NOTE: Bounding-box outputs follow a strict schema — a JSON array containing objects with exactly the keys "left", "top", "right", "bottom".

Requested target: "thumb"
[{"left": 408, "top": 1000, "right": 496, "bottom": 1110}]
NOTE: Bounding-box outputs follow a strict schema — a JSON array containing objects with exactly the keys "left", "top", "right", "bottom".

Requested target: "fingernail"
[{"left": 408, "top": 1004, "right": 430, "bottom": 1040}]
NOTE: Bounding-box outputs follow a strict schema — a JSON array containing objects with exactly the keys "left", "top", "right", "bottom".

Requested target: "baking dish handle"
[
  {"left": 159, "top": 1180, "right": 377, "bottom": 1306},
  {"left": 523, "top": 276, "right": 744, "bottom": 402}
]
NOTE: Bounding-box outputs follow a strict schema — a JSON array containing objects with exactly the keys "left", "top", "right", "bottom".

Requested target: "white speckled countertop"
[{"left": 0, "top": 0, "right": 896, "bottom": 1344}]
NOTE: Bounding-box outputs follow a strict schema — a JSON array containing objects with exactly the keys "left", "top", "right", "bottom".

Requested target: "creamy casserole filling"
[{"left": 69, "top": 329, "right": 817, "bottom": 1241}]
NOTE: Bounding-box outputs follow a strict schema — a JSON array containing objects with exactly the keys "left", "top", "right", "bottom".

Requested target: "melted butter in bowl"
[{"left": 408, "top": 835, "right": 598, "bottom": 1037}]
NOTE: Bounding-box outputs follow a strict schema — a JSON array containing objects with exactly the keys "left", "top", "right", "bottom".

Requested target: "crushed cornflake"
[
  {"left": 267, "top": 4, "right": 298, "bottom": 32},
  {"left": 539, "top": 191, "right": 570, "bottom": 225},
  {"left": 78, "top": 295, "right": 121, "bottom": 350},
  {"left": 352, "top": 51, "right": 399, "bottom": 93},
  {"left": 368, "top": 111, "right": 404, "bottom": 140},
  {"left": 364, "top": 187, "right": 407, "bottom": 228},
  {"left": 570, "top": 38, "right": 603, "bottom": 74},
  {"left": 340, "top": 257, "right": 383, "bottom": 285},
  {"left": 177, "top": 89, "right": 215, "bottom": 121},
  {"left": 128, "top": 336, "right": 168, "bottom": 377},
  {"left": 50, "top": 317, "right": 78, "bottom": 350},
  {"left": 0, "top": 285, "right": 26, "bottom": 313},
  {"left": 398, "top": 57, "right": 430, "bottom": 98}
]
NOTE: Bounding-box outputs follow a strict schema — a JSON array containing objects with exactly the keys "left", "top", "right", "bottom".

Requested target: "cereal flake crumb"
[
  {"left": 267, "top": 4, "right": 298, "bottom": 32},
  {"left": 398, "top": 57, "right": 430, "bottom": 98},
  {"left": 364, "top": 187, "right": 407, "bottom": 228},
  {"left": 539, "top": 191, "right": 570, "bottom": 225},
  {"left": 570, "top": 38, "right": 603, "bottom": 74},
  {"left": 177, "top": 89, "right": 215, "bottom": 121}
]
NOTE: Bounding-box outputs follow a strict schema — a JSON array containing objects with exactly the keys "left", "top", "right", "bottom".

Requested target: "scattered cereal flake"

---------------

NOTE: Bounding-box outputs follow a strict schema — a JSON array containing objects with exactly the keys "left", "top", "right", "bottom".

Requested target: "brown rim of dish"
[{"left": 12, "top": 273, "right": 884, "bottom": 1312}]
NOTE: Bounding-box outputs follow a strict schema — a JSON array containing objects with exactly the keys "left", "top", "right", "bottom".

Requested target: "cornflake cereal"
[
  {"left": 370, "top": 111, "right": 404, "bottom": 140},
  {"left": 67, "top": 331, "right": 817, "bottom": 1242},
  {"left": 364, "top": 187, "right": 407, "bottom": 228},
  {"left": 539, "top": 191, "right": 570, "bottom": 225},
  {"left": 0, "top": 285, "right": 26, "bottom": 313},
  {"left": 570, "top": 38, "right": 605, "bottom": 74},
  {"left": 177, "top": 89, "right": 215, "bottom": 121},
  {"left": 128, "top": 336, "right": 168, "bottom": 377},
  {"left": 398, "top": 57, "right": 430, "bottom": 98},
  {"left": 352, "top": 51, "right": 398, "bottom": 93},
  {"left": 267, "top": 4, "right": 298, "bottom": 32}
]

---------------

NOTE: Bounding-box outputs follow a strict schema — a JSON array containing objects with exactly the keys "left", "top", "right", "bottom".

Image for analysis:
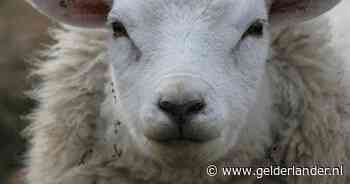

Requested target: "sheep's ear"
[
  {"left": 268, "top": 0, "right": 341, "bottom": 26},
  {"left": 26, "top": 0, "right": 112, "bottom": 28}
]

---------------

Your goal
Find every line in the entries above that contains the word "cereal" and copy each one. Case counts.

Correct result
Requested target: "cereal flake crumb"
Requested target: "scattered cereal flake"
Requested target: "cornflake cereal"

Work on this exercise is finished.